* _What you have to do_:
When you reach the line containing "Point | tag one point per instance of the stump" in the entries below, start writing out each line exactly, and stop after the line containing "Point | tag one point per instance of the overcast".

* _Data records_:
········

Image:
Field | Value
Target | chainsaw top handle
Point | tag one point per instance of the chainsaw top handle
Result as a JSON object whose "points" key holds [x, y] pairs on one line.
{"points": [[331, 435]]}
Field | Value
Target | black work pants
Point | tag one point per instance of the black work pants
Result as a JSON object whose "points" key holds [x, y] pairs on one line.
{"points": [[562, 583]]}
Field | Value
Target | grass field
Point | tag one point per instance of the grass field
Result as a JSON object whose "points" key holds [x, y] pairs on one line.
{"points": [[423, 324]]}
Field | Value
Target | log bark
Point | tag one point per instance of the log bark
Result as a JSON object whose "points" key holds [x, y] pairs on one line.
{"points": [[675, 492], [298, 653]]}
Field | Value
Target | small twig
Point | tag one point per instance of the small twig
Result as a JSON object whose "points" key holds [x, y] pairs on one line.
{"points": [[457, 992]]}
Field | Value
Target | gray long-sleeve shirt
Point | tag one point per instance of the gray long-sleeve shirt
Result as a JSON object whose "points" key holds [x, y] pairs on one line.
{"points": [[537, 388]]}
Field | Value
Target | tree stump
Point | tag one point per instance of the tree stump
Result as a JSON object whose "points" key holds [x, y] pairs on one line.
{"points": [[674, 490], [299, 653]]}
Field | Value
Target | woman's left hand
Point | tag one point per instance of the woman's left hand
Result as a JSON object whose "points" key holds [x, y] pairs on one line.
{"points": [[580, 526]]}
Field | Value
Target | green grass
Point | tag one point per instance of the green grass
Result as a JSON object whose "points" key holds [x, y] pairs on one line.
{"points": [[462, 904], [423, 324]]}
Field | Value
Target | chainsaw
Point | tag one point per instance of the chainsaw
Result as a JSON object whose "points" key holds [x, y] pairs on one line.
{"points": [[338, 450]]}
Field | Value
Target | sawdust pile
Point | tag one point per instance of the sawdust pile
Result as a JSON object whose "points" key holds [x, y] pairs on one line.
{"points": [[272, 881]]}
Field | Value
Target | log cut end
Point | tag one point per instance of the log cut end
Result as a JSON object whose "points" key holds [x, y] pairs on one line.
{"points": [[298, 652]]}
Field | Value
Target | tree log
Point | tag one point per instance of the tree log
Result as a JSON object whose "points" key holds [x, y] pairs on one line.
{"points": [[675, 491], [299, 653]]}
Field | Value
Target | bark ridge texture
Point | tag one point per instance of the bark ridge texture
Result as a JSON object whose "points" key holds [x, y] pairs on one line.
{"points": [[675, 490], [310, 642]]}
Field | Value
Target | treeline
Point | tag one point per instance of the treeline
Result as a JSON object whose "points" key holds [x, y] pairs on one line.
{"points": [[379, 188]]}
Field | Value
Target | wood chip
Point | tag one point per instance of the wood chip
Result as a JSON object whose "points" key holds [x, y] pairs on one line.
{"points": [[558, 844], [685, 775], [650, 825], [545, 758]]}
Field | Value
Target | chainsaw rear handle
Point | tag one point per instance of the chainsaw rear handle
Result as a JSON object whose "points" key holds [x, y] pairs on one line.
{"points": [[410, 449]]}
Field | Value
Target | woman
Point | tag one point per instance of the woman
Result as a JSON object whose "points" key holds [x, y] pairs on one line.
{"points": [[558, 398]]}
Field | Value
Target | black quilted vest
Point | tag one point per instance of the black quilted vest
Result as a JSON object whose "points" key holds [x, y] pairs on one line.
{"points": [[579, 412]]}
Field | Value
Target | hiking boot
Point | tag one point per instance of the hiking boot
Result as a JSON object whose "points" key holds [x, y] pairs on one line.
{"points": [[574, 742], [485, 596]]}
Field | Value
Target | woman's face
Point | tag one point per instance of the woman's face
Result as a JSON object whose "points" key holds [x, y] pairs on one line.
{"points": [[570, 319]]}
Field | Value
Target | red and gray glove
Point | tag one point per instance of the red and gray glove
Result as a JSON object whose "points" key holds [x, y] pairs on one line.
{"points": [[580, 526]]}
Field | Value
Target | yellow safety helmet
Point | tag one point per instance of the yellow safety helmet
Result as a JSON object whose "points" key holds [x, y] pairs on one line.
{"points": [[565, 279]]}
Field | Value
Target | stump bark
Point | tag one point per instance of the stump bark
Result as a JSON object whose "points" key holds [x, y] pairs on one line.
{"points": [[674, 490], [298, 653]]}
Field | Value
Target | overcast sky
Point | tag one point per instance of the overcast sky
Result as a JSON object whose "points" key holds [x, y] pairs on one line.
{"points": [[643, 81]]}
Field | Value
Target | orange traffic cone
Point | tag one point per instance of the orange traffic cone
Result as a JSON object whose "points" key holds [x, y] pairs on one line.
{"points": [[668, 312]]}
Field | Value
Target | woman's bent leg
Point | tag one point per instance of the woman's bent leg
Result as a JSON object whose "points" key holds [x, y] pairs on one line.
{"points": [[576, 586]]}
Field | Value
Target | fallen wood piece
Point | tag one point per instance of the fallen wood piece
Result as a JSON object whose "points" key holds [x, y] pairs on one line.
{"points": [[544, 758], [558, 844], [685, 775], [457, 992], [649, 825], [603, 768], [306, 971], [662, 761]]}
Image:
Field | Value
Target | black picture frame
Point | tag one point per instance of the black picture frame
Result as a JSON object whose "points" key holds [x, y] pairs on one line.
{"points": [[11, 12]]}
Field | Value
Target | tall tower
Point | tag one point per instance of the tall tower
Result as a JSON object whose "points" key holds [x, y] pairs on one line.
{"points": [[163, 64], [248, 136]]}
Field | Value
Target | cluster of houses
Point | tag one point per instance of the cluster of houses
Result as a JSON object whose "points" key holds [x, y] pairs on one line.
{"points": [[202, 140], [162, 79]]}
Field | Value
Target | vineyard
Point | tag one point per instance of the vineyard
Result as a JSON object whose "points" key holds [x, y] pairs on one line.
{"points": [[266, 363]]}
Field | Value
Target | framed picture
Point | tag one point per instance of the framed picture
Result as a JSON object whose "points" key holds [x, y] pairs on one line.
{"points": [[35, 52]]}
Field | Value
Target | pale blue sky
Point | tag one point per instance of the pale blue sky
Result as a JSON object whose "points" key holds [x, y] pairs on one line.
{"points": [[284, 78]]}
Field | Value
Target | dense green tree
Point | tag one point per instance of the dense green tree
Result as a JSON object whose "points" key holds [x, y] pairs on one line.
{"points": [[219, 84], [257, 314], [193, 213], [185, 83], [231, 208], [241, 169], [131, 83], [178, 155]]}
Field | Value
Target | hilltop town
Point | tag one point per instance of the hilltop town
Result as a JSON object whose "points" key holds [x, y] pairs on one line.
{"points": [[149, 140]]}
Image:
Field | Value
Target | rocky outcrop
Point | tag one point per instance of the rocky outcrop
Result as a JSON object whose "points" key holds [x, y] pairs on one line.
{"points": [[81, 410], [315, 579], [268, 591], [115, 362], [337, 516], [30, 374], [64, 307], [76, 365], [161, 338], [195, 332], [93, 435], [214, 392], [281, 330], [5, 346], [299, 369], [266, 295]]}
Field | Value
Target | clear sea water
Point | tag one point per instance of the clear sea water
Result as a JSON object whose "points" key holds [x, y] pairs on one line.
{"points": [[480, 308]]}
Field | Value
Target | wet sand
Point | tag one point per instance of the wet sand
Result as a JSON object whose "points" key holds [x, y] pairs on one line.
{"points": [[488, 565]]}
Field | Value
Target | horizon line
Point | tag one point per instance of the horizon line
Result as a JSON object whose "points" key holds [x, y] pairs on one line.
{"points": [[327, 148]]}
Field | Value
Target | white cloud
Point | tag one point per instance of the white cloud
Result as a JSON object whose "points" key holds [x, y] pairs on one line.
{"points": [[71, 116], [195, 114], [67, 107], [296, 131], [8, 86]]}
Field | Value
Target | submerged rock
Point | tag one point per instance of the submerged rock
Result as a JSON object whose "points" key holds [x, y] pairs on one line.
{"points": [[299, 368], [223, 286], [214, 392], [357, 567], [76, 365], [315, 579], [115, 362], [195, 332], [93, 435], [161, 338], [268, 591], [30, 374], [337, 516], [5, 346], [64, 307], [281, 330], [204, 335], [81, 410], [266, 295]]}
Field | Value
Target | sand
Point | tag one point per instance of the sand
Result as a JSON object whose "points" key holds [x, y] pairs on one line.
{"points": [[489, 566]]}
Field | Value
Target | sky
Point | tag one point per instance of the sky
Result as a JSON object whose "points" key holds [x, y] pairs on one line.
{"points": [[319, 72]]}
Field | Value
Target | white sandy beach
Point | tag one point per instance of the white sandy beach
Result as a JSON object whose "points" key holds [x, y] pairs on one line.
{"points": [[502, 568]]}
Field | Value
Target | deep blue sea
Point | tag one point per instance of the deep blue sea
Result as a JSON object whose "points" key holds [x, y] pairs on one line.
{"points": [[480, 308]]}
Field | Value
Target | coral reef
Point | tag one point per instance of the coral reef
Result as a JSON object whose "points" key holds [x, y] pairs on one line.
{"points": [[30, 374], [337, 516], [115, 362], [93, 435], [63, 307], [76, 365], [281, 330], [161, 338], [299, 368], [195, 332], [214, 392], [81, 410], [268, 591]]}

········

* _Exercise answer_:
Point | tag one point per instance of the stump bark
Result as a JSON object whose "points" key holds [x, y] pairs on one line.
{"points": [[674, 490], [298, 653]]}
Field | Value
Target | overcast sky
Point | tag one point per instance of the overcast sky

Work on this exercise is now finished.